→ EXTRACT
--- START ---

The houses seemed very spread out, each with their own sizable yard. The spacing of the buildings was part of the motif of a slow, easy pace that I felt throughout the village. I loved that the only modes of transportation were walking or perhaps a donkey cart. It made the place seem very authentic and real. Even in our out-of-place car, it took a while to drive down the bumpy dirt road. The forced, yet natural pace of the village really gives a person room to breathe. 

When we were first driving into the village, I didn’t know what I thought of it, or what I should think of it. Should I be struck by and concerned with the enormous contrast between these houses and living conditions of my own back in the US?  I didn’t want to feel pity for these people, that seemed so condescending and it ignores the good things that their lifestyle has to offer. This is the way they live, and how their grandparents and great-grandparents lived before them. Melanie told us that some villages now have access to running water and electricity, but some people choose not to use it. They have been living without these things for centuries, why do they need them now? This forces me to ask “when is enough enough?”.  I feel that much of the westernized world refuses to answer, or simply ignores this question.

--- END ---

→ GIVEN REQUEST
Rewrite the part of the village passage that begins with "When we were" and ends with "ignores this question.", swapping "centuries" for "generations".

→ COLLECTED DATA

--- START ---

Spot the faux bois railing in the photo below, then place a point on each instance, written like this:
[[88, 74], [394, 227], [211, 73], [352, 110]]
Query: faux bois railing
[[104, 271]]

--- END ---

→ FULL OUTPUT
When we were first driving into the village, I didn’t know what I thought of it, or what I should think of it. Should I be struck by and concerned with the enormous contrast between these houses and living conditions of my own back in the US?  I didn’t want to feel pity for these people, that seemed so condescending and it ignores the good things that their lifestyle has to offer. This is the way they live, and how their grandparents and great-grandparents lived before them. Melanie told us that some villages now have access to running water and electricity, but some people choose not to use it. They have been living without these things for generations, why do they need them now? This forces me to ask “when is enough enough?”.  I feel that much of the westernized world refuses to answer, or simply ignores this question.